Point annotations on photos
==========

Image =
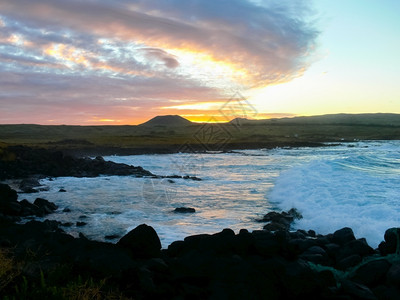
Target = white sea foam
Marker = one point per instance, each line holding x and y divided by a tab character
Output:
360	189
333	187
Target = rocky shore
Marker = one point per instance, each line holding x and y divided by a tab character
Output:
272	263
19	162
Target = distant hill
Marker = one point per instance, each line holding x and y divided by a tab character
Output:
169	120
372	119
375	119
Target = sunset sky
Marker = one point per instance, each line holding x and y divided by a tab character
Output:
109	62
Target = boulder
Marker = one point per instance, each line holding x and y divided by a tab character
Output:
393	275
43	203
372	273
390	245
142	241
28	185
343	236
7	194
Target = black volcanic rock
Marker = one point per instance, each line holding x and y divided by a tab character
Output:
7	194
9	206
142	241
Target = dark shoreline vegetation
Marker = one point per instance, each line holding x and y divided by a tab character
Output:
171	134
38	260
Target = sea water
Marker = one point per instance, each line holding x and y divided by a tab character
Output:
352	184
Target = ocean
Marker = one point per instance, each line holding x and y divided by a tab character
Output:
353	185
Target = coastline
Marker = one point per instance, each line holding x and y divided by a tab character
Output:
274	262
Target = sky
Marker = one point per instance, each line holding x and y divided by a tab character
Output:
111	62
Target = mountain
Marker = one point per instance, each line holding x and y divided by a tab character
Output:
169	120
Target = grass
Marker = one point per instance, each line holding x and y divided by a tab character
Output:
329	128
57	285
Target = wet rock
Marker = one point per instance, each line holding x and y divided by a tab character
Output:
393	275
142	241
7	194
184	210
280	220
359	291
343	236
112	237
372	273
358	247
43	203
390	245
28	185
348	262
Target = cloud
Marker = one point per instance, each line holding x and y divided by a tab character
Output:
159	54
149	51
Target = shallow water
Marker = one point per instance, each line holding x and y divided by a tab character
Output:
332	187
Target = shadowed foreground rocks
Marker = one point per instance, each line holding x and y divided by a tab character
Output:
273	263
249	265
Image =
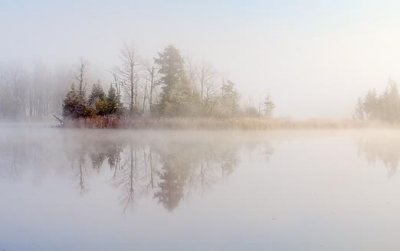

==========

## What needs to be done
Which lines of the material above contain the string "water"? Report each of those lines in full, matching case exactly.

## Final answer
Target = sea water
Target = shallow water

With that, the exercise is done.